Teks yang ditampilkan:
Dampak Disbiosis pada Kesehatan Anak
Menurut Prof. Dr. dr. Anang Endaryanto, Sp.A(K), seorang Dokter Spesialis Anak Konsultan Alergi Imunologi, disbiosis pada bayi dapat meningkatkan risiko gangguan kesehatan seperti alergi (pilek, batuk kronis, asma) dan masalah imunitas tubuh (seperti infeksi, autoimun, dan penyakit inflamasi). Sebaliknya, bayi yang lahir secara normal terpapar mikroorganisme dari saluran lahir dan saluran cerna ibu, yang membantu membentuk mikrobiota usus yang sehat dan beragam, didominasi oleh bakteri baik seperti Bifidobacterium dan Bacteroides. Mikrobiota yang sehat ini mendukung perkembangan sistem kekebalan tubuh bayi, memberikan perlindungan terhadap penyakit infeksi, alergi, autoimun, dan mendukung pertumbuhan optimal.
Dampak Alergi dan Gangguan Pertumbuhan pada Anak
Salah satu masalah kesehatan yang sering terjadi pasca persalinan caesar adalah alergi, seperti alergi susu sapi pada anak. Alergi susu sapi memengaruhi 0,5-7,5% bayi di Indonesia per tahun dan 1,9-4,9% anak di seluruh dunia. Alergi ini terutama terjadi pada masa anak dan seringkali dimediasi oleh IgE. Untuk mengatasi alergi ini, Prof. Anang menyarankan agar anak dengan alergi susu sapi menghindari konsumsi susu sapi dan produk turunannya, serta menggantinya dengan alternatif yang aman.
Bagi ibu menyusui, disarankan untuk menghindari konsumsi protein susu sapi dan turunannya. Faktor risiko lainnya yang dapat menyebabkan alergi protein susu sapi termasuk kelahiran prematur, alergi makanan pada ibu, penggunaan antibiotik selama kehamilan, dan pengenalan makanan pendamping sebelum usia empat bulan.
Pencegahan Stunting dan Masalah Gizi Anak
Stunting, yaitu tinggi badan yang kurang dari standar deviasi WHO, merupakan masalah gizi terbesar di Indonesia, yang disebabkan oleh malnutrisi kronik. Masalah gizi lainnya seperti weight faltering, gizi kurang, dan gizi buruk juga berisiko menurunkan imunitas tubuh anak dan berdampak jangka panjang pada perkembangan kognitif serta risiko sindrom metabolik.

Informasi yang diberikan:
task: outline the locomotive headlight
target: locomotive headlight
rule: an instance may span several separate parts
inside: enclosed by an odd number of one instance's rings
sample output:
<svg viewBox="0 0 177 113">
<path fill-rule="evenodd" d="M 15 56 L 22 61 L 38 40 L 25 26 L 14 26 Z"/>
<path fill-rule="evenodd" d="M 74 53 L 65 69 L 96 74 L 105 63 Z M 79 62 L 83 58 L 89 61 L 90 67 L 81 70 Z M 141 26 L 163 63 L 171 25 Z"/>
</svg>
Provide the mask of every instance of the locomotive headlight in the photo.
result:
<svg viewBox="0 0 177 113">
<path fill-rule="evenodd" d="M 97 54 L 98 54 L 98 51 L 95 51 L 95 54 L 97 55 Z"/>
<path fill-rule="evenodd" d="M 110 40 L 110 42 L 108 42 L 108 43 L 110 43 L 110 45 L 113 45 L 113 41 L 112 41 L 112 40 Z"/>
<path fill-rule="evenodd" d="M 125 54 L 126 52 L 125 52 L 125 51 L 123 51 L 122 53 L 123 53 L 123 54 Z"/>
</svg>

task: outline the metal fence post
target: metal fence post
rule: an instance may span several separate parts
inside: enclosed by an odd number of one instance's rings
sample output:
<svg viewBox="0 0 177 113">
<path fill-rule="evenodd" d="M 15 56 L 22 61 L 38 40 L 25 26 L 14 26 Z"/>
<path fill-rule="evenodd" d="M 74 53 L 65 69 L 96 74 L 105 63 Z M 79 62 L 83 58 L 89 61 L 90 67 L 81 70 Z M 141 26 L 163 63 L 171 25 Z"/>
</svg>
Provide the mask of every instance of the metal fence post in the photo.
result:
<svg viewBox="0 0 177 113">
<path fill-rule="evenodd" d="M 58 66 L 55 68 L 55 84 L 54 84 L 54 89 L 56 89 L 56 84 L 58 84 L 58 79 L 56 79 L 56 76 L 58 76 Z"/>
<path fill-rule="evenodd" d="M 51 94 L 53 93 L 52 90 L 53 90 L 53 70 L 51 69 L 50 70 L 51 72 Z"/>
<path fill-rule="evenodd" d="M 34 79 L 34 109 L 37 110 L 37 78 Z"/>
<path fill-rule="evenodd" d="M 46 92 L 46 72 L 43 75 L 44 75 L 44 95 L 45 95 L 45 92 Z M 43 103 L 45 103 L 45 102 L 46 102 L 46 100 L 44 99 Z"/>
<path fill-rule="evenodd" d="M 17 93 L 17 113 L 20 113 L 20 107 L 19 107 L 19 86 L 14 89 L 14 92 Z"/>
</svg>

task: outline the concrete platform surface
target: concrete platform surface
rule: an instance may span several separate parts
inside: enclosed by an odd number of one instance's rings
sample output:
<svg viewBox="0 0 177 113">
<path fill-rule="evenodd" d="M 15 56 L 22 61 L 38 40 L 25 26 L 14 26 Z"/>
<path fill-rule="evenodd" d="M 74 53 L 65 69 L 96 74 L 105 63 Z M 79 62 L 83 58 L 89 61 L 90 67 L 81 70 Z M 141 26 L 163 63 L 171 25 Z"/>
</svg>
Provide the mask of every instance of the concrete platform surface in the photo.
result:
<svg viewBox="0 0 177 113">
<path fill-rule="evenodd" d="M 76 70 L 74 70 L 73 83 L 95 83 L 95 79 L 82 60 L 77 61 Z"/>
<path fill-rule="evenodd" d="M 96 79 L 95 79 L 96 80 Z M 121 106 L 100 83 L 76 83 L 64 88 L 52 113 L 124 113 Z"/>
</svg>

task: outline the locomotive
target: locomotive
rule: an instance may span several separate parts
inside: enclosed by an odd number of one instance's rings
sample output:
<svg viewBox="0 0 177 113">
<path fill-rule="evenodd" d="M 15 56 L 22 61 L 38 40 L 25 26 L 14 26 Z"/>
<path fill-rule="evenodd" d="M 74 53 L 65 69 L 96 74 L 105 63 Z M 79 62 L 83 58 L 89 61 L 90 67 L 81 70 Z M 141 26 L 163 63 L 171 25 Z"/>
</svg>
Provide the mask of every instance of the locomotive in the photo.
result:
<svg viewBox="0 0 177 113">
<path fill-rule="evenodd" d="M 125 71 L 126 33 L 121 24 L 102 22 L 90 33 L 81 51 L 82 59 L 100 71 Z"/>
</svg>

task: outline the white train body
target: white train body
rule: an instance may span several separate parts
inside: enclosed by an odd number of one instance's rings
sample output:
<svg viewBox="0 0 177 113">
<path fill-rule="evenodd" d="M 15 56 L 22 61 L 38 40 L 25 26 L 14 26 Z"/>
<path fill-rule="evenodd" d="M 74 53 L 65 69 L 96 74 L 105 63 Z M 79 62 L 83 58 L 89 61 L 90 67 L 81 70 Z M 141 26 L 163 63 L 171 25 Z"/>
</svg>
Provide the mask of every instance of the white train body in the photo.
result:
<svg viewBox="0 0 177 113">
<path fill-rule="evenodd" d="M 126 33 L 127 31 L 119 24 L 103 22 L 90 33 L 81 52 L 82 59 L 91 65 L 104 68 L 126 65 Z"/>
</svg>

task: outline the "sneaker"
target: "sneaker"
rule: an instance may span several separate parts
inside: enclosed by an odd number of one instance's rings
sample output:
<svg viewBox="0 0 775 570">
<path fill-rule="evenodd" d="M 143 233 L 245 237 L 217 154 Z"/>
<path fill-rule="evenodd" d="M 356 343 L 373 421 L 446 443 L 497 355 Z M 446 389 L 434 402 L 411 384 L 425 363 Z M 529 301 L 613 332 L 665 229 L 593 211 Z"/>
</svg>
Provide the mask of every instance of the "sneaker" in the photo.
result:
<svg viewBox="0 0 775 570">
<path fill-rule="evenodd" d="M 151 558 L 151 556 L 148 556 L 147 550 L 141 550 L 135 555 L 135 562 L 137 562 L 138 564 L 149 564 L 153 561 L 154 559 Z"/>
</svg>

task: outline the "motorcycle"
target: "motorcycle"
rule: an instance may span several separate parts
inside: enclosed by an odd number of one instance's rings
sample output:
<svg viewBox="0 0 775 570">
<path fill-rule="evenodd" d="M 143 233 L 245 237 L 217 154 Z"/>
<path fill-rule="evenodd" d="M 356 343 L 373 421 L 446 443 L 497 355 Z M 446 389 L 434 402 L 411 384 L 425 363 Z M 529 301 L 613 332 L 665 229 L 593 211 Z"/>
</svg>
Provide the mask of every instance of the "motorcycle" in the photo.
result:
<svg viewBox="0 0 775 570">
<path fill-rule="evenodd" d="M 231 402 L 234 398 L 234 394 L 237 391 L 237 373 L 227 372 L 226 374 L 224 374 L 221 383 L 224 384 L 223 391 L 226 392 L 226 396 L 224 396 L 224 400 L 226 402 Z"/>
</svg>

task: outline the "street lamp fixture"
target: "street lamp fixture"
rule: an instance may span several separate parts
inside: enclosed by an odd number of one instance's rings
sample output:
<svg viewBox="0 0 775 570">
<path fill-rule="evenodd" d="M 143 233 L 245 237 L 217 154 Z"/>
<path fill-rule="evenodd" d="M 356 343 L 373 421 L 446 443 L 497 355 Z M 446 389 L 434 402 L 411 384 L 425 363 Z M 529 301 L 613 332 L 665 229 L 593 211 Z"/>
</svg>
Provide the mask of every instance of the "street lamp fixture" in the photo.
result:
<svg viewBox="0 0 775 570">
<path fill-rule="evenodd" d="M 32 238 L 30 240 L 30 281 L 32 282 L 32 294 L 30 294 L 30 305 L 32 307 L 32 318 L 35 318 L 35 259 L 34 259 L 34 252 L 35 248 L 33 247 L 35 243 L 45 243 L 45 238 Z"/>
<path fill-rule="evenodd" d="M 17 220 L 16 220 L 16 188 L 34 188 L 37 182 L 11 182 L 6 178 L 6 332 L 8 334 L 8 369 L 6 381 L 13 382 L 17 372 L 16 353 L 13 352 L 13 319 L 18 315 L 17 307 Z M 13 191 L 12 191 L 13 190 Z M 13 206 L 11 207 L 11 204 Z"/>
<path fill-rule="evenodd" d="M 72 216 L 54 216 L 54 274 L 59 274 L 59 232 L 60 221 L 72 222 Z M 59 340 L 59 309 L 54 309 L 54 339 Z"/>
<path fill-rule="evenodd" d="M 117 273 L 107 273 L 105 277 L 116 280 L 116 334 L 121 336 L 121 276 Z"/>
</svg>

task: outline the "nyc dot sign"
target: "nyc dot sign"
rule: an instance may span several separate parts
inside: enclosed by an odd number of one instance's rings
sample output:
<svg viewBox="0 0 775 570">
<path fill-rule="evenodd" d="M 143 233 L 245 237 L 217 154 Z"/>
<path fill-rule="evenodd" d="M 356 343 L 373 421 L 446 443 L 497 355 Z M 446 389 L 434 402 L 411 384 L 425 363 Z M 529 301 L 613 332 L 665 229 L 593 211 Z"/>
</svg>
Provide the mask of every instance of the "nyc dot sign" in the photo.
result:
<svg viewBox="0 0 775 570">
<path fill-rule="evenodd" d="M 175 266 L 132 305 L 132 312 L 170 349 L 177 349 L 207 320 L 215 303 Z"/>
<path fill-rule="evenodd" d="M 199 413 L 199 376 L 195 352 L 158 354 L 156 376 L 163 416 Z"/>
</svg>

Tugas yang diberikan A: Salin persis sebagian teks tentang kesehatan anak, mulai dari kata-kata yang memuat "Dampak Disbiosis pada" dan berhenti setelah "mendukung pertumbuhan optimal.".
Tugas yang diberikan B: Teruskan teks tentang kesehatan anak setelah kalimat terakhirnya.

Ruang jawaban A:
Dampak Disbiosis pada Kesehatan Anak
Menurut Prof. Dr. dr. Anang Endaryanto, Sp.A(K), seorang Dokter Spesialis Anak Konsultan Alergi Imunologi, disbiosis pada bayi dapat meningkatkan risiko gangguan kesehatan seperti alergi (pilek, batuk kronis, asma) dan masalah imunitas tubuh (seperti infeksi, autoimun, dan penyakit inflamasi). Sebaliknya, bayi yang lahir secara normal terpapar mikroorganisme dari saluran lahir dan saluran cerna ibu, yang membantu membentuk mikrobiota usus yang sehat dan beragam, didominasi oleh bakteri baik seperti Bifidobacterium dan Bacteroides. Mikrobiota yang sehat ini mendukung perkembangan sistem kekebalan tubuh bayi, memberikan perlindungan terhadap penyakit infeksi, alergi, autoimun, dan mendukung pertumbuhan optimal.

Ruang jawaban B:
Pencegahan stunting dapat dimulai dari Posyandu dengan pemberian makanan yang mengandung protein hewani yang cukup. Penelitian di 54 negara berkembang menunjukkan bahwa weight faltering dan penurunan panjang badan sering terjadi saat pemberian MPASI. Jika ditemukan masalah berat badan kurang atau gizi kurang pada anak, harus segera ditangani di Puskesmas dengan pemberian makanan terapeutik seperti susu formula pertumbuhan. Anak yang mengalami stunting harus segera dirujuk ke rumah sakit untuk penanganan lebih lanjut, karena penanganan terbaik dilakukan sebelum usia dua tahun.
Terapi Stunting dan Penanganannya
Dokter Spesialis Anak Konsultan Nutrisi dan Penyakit Metabolik, dr. Klara Yuliarti, Sp.A(K), menjelaskan bahwa terapi stunting melibatkan pemberian kalori yang cukup, dengan rasio protein-energy (PER) 10-15%, serta makanan yang mengandung kalori, protein hewani, dan mikronutrien yang cukup. Pemberian PKMK (Pangan Keperluan Medis Khusus) harus sesuai dengan dosis yang dihitung berdasarkan kondisi klinis pasien.
Terapi stunting juga melibatkan lima langkah penting, yaitu penilaian status gizi, penentuan kebutuhan kalori dan protein, pemilihan jenis nutrisi, serta pemantauan dan evaluasi kondisi anak. PKMK yang digunakan harus memiliki komposisi sesuai dengan kebutuhan pasien, termasuk densitas energi dan kandungan nutrisi lainnya.
Kolaborasi untuk Meningkatkan Pengetahuan Kesehatan Anak
Dr. Ashari Fitriyansyah, Healthcare Nutrition Director Danone SN Indonesia, menyatakan bahwa kegiatan ilmiah ini bertujuan untuk membangun sinergi antara profesional kesehatan di Indonesia, berbagi pengetahuan mengenai isu-isu kesehatan anak seperti dampak kelahiran caesar, alergi, gangguan pertumbuhan, stunting, malnutrisi, dan anemia defisiensi besi.